Extracted data entries
#####
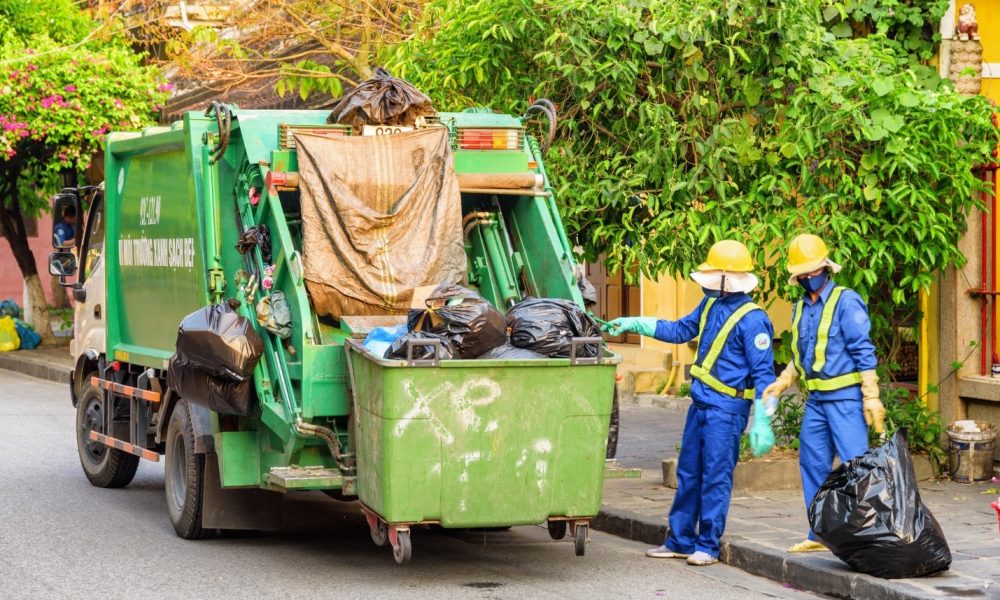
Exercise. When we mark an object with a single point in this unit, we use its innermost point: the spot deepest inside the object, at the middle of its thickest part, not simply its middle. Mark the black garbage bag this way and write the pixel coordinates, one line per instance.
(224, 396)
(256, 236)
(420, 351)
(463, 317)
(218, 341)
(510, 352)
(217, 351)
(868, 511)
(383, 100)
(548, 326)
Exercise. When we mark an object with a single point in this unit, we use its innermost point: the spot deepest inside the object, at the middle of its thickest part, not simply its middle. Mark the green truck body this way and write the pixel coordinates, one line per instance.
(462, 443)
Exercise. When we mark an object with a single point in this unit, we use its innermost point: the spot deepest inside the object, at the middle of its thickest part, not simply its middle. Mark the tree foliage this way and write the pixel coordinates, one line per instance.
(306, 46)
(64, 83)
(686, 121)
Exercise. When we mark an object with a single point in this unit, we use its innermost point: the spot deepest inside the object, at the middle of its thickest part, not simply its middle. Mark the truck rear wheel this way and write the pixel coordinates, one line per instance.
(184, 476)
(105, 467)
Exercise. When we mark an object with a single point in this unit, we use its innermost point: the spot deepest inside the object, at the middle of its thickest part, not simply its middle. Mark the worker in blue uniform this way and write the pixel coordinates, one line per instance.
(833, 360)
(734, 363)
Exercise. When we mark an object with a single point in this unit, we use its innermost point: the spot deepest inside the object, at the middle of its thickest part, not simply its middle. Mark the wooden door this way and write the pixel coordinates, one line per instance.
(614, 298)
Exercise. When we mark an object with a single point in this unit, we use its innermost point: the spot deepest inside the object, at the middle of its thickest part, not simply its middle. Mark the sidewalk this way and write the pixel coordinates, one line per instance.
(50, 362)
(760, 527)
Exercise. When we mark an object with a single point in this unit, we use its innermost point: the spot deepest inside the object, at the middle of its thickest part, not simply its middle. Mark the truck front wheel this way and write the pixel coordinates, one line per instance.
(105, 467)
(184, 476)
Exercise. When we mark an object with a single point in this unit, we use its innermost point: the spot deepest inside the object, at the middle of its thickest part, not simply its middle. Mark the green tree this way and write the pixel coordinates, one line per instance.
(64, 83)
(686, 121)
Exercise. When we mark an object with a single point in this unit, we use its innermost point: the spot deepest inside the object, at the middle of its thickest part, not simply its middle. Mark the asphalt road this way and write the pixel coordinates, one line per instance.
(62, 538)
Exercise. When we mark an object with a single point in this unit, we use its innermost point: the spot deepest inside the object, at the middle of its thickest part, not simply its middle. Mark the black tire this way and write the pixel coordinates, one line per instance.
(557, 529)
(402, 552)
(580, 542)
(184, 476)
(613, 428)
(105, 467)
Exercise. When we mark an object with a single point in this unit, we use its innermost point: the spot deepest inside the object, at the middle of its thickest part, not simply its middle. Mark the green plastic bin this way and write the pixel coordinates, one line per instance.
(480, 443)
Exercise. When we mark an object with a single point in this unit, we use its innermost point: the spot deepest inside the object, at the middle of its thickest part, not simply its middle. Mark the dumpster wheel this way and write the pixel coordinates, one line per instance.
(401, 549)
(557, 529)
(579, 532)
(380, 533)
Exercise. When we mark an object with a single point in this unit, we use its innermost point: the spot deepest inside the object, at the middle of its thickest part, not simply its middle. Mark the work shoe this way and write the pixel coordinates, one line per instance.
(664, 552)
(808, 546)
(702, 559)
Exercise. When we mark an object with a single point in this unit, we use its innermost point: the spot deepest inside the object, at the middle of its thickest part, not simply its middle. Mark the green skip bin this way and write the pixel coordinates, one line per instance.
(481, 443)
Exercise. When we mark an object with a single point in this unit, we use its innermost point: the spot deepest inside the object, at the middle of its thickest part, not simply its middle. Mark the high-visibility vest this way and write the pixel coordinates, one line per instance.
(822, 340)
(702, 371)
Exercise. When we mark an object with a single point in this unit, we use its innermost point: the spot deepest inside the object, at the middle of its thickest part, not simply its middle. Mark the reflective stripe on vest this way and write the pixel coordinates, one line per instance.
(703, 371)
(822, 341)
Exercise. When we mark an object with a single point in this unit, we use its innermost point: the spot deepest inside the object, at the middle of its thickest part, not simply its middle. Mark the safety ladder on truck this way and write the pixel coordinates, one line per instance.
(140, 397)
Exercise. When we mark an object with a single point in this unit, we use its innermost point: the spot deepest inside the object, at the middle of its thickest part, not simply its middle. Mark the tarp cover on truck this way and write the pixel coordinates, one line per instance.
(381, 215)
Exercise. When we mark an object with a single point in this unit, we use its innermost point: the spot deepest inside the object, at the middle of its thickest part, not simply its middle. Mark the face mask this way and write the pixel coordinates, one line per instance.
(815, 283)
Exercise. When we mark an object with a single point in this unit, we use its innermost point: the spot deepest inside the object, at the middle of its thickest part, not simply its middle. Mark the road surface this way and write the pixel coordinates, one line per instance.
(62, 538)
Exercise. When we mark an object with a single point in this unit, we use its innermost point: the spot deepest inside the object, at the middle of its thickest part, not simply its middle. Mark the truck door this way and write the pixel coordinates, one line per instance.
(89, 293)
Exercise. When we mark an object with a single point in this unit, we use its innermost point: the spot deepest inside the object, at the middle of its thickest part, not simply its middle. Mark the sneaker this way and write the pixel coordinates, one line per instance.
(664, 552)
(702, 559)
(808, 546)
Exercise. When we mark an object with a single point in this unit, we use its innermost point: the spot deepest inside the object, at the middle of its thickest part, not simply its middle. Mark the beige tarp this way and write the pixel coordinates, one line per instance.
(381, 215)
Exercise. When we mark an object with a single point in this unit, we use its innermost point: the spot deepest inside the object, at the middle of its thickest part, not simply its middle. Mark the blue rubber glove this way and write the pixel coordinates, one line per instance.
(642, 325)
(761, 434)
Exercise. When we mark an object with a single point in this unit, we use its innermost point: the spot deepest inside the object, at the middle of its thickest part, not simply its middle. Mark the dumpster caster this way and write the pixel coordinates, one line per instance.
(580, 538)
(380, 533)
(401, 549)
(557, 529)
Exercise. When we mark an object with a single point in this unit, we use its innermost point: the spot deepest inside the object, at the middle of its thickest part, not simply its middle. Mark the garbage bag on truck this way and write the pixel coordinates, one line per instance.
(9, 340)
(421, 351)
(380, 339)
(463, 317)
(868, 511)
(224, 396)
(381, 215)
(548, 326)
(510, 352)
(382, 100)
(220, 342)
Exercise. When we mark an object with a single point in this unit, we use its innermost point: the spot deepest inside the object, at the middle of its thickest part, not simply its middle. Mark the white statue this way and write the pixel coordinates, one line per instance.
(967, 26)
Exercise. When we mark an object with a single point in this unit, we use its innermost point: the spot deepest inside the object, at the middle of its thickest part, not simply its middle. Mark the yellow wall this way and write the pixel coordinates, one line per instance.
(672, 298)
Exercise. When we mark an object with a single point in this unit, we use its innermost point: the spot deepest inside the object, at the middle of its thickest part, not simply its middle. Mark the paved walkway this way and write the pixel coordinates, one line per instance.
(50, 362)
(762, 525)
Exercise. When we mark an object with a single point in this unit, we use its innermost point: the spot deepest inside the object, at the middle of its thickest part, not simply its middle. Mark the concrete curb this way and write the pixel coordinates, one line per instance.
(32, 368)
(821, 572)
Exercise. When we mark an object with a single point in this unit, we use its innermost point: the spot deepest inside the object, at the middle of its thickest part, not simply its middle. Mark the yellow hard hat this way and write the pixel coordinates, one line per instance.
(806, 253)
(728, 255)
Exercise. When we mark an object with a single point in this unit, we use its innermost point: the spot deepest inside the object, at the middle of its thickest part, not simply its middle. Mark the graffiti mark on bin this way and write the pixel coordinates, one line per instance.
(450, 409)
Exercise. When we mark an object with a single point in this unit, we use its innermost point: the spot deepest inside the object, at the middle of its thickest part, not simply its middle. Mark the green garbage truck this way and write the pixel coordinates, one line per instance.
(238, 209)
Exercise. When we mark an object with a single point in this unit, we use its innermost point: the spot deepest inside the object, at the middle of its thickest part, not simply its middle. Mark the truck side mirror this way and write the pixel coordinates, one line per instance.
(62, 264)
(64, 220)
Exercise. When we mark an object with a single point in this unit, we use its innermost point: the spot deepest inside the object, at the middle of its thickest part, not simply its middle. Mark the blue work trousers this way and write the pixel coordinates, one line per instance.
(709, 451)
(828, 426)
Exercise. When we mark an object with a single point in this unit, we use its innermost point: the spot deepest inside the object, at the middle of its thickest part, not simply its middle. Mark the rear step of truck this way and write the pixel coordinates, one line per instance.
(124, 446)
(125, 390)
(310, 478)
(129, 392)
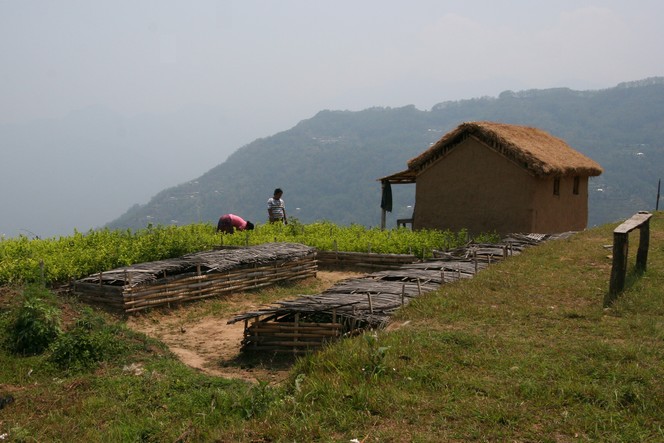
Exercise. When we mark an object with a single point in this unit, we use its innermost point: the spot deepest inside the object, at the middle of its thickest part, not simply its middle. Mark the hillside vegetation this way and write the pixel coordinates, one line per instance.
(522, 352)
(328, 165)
#####
**What the exercise asks**. Quote the records word for word, from the line containing "Mark the hillside" through the last line of the records.

**Correct response**.
Exercise. When we mark an object with a single point in this unit, we use its innermost point: the spot deepest inside the object, at the middle of its thickest part, not simply its middle. Mark the hillside vegetation this way and write the pixel coordinates, one line per instance.
(522, 352)
(328, 165)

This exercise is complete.